Start

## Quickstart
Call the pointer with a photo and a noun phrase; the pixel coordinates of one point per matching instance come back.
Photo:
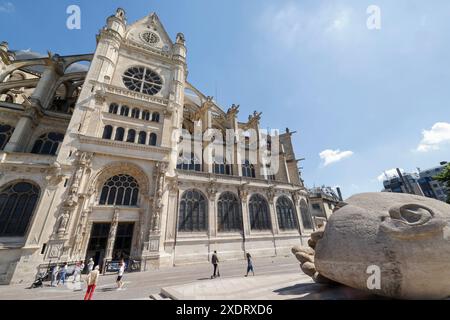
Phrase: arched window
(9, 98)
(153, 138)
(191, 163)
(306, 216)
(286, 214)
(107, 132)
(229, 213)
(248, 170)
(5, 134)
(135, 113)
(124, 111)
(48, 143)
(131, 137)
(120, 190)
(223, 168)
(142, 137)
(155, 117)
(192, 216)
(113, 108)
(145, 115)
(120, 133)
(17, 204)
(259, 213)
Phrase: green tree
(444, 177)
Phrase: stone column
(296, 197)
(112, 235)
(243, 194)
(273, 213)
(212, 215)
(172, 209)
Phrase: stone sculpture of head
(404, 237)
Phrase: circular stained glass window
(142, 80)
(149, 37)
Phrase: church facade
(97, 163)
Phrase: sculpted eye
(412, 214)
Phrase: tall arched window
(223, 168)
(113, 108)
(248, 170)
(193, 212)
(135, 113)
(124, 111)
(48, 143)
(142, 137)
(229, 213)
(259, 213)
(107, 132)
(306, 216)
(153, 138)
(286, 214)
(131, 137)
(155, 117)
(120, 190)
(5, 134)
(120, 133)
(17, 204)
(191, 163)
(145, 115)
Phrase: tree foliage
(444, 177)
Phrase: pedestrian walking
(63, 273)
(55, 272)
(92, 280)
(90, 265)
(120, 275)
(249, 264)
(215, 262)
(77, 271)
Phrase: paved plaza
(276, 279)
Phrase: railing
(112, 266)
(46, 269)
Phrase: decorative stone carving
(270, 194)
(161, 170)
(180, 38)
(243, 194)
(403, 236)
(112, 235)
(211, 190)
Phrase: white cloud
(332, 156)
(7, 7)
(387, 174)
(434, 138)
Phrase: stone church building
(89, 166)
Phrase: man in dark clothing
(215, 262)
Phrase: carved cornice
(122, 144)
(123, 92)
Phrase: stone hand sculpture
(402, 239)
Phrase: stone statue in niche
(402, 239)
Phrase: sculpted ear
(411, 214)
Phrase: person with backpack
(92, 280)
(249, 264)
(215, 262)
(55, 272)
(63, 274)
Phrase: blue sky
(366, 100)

End

## Exercise task
Please rewrite the lines of the listing from the line containing "Phrase: stone statue in niche" through the end of the listing, inclusive, keeping every phrase line and shifting each point coordinate by -68.

## Result for this exercise
Phrase: stone statue in niche
(334, 171)
Phrase: sculpted ear
(343, 146)
Phrase: person with backpack
(24, 212)
(181, 196)
(147, 194)
(-13, 204)
(-5, 206)
Phrase: blue sky
(298, 32)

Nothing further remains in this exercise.